§ OBJECTIVE
Copy each of the following records line for line, keeping every character unchanged.

Records of labeled points:
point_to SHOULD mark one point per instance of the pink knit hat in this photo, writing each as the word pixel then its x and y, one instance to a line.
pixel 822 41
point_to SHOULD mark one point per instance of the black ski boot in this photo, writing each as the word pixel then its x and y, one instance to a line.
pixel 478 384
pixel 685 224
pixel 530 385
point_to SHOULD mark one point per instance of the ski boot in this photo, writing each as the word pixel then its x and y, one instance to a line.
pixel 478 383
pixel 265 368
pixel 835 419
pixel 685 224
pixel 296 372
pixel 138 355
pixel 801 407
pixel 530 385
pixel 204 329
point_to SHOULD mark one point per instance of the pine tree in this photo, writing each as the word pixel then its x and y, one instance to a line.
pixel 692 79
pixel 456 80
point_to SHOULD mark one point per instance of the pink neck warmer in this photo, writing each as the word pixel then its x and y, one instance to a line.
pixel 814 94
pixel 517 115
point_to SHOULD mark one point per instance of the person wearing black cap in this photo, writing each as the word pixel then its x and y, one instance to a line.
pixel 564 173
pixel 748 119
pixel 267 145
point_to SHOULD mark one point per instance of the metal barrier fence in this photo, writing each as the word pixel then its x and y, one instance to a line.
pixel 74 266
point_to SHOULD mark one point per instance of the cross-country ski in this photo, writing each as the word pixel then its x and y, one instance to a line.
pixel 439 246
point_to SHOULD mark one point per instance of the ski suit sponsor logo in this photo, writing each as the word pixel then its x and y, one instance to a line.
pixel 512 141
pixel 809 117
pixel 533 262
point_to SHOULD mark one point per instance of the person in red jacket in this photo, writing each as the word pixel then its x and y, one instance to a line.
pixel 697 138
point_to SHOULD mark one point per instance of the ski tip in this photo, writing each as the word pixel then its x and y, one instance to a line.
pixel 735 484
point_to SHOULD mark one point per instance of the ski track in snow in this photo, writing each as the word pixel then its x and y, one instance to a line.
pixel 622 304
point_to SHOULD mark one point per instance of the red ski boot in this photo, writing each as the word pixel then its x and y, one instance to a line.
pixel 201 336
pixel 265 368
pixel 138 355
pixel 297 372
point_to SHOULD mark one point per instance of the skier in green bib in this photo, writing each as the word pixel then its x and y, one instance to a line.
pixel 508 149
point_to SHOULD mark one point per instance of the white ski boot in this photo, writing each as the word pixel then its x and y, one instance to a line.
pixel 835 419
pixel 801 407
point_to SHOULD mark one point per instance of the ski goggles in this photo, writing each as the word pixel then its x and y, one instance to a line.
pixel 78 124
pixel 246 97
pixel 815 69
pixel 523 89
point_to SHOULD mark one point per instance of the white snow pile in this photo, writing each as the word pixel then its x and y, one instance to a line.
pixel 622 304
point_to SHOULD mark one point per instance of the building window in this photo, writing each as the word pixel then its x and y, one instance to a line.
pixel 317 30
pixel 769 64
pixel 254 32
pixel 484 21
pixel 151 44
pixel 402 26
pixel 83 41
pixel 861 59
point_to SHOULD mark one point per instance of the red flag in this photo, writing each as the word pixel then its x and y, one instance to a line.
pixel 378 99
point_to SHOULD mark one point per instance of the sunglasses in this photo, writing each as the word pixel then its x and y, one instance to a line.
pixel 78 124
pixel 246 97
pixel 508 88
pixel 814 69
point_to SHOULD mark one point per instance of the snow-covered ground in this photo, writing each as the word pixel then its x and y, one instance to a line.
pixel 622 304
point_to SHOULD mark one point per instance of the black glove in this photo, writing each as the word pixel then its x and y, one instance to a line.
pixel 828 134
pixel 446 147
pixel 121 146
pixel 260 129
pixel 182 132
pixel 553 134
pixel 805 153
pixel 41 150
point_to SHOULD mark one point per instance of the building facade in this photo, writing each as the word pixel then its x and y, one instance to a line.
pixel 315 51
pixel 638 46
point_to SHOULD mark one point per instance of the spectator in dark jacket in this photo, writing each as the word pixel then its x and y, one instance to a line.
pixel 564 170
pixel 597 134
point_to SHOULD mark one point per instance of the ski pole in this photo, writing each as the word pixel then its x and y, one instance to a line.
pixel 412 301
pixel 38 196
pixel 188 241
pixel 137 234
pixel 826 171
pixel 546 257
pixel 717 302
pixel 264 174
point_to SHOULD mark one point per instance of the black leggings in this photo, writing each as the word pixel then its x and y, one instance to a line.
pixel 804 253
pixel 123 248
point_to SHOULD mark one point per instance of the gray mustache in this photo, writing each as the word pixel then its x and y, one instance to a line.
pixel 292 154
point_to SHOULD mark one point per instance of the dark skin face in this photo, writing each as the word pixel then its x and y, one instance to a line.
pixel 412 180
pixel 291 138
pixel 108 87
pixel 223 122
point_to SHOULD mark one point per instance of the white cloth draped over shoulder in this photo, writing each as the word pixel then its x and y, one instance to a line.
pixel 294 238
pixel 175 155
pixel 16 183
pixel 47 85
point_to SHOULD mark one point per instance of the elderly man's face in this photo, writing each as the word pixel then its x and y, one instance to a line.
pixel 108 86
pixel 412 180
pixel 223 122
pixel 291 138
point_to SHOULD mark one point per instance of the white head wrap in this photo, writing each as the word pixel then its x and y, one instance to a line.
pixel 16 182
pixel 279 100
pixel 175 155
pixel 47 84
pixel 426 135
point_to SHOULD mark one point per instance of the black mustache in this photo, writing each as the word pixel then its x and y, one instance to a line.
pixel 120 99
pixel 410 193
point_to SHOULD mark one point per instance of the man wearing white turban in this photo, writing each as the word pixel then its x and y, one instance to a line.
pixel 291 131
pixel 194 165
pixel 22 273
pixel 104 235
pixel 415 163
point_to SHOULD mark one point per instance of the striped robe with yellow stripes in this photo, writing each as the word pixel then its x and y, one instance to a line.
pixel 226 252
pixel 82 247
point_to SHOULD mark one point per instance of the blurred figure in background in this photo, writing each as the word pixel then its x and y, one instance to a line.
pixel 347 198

§ RESPONSE TO THE TASK
point_to SHOULD mark one point per instance of the pink knit hat in this photo, writing each as the word pixel then its x and y, one instance to a line.
pixel 822 41
point_to SHOULD mark one point per instance of the black ski boot in this photo, writing each as the word pixel then its x and y, one instance to a line.
pixel 478 384
pixel 685 224
pixel 530 385
point_to SHOULD mark one point per instance of the ski boot in this photo, writing each as the word pixel then its x and y, one instance to a line.
pixel 478 383
pixel 265 368
pixel 835 419
pixel 685 224
pixel 296 372
pixel 138 355
pixel 801 407
pixel 530 385
pixel 204 329
point_to SHOULD mark one point per instance of the pine tree in this photo, writing each as the word pixel then its x and y, one instance to a line.
pixel 692 79
pixel 456 80
point_to SHOULD mark one point per instance of the pink neck warmer in this photo, writing each as the word pixel then its x and y, one instance to a line.
pixel 814 94
pixel 517 115
point_to SHOULD mark one point per instance of the person wearing black cap in this photo, writing each as the word pixel then its x and y, one instance to a line.
pixel 564 173
pixel 748 119
pixel 267 145
point_to SHOULD mark one point per instance of the metal barrier fence in this photo, writing each as the word pixel then its x and y, one instance to a line.
pixel 74 266
point_to SHOULD mark one point per instance of the cross-country ski in this photo, writing each as the word pixel then its x and y, one instance to a line.
pixel 439 246
point_to SHOULD mark one point per instance of the ski suit sponsor logo in this photo, writing each as the word pixel then its x and y, one instance to a line.
pixel 512 141
pixel 809 117
pixel 533 262
point_to SHOULD mark one point per instance of the person in red jacket in this photo, writing each as the word pixel then its x and y, one instance to a line.
pixel 697 138
point_to SHOULD mark one point per instance of the ski tip in this photo, writing each as the word pixel then its x and y, one instance to a line.
pixel 735 484
point_to SHOULD mark one point per instance of the ski track in snow in this photo, writing each as the word pixel then its x and y, one instance to a line.
pixel 622 304
point_to SHOULD mark one point per instance of the red ski boot in this photo, writing each as the word pixel then its x and y, one instance to a line.
pixel 201 336
pixel 265 368
pixel 138 355
pixel 297 372
point_to SHOULD mark one point per instance of the skier in green bib in this photo, writing each as the word pixel then its x and y, one instance to a line.
pixel 508 149
point_to SHOULD mark one point per instance of the white ski boot in this photo, writing each as the word pixel then its x and y, one instance to a line.
pixel 835 419
pixel 801 407
point_to SHOULD mark one point per instance of the ski goggles in this photo, writing each as the word pixel then its x and y, one instance to a line.
pixel 78 124
pixel 246 97
pixel 815 69
pixel 523 89
point_to SHOULD mark one point per instance of the white snow pile in this photo, writing each as the word pixel then its x and y, one instance to a line.
pixel 622 304
point_to SHOULD mark one point per instance of the building window in this photo, writing each as the word pixel then its x and y, one instance to a line.
pixel 317 30
pixel 769 64
pixel 254 32
pixel 484 21
pixel 151 44
pixel 402 26
pixel 83 41
pixel 861 59
point_to SHOULD mark one point per instance of the red flag in this photo, writing each as the word pixel then its x and y, one instance to a line.
pixel 378 99
point_to SHOULD mark one point per instance of the sunglasses in this photo, writing each as the word pixel then its x and y, one instance to a line.
pixel 78 124
pixel 246 97
pixel 508 88
pixel 814 69
point_to SHOULD mark one point per instance of the snow-covered ground in this photo, writing each as the word pixel then its x and y, one instance to a line.
pixel 622 304
point_to SHOULD mark one point per instance of the black glove in this photo, writing each as the word pixel then its x and y, one instance to a line.
pixel 828 134
pixel 446 147
pixel 121 146
pixel 260 129
pixel 182 132
pixel 553 134
pixel 805 153
pixel 41 150
point_to SHOULD mark one point per instance of the building facade in this photo, writing each as the word pixel then its x and y, one instance to a line.
pixel 315 51
pixel 638 46
point_to SHOULD mark one point per instance of the spectator in dark jacket in this photo, writing each as the word pixel then its x and y, one instance to a line.
pixel 564 170
pixel 597 134
point_to SHOULD mark one point per instance of the ski pole in this photo, writing each as the word pixel then its x and y, one instance to a line.
pixel 412 301
pixel 38 196
pixel 188 241
pixel 137 234
pixel 826 171
pixel 546 257
pixel 717 302
pixel 264 174
point_to SHOULD mark one point per instance of the black leggings in this photo, writing each as the word pixel then its x and y, one instance to a line.
pixel 804 253
pixel 123 248
point_to SHOULD mark one point per instance of the gray mustache in this photo, writing each as the word pixel then its x and y, one instance to a line.
pixel 292 154
point_to SHOULD mark one point per instance of the dark skin face in this photo, writing each as the word pixel then its x and y, one instance to a line.
pixel 412 180
pixel 291 138
pixel 108 87
pixel 223 122
point_to SHOULD mark one point per instance of the white cloth draped over shoulder in this photo, writing each as the word pixel then its x and y, one instance to a line.
pixel 294 238
pixel 175 155
pixel 16 183
pixel 47 85
point_to SHOULD mark one point per instance of the elderly man's face in this photo, writing each as the word pixel then its x and y, one instance to a line.
pixel 108 86
pixel 412 180
pixel 223 122
pixel 291 138
point_to SHOULD mark one point per instance of the white head wrap in this photo, writing each as the word pixel then its x and y, one instance to a line.
pixel 16 182
pixel 279 100
pixel 175 155
pixel 47 84
pixel 426 135
point_to SHOULD mark one point per instance of the black mustache in this photo, writing each as the word pixel then its x and y, one instance to a line.
pixel 120 99
pixel 410 193
point_to SHOULD mark one point per instance of the man wearing white turban in this photo, writing each as the word pixel then its x and y, one instance to a line.
pixel 291 131
pixel 194 165
pixel 22 273
pixel 104 235
pixel 415 163
point_to SHOULD mark one point per instance of the striped robe with yellow stripes in this photo, writing each as the word pixel then its x and y, one instance to a line.
pixel 226 252
pixel 82 247
point_to SHOULD mark one point per instance of the blurred figure in background in this photo, writing each as the word pixel then its x and y, one instance to a line.
pixel 347 198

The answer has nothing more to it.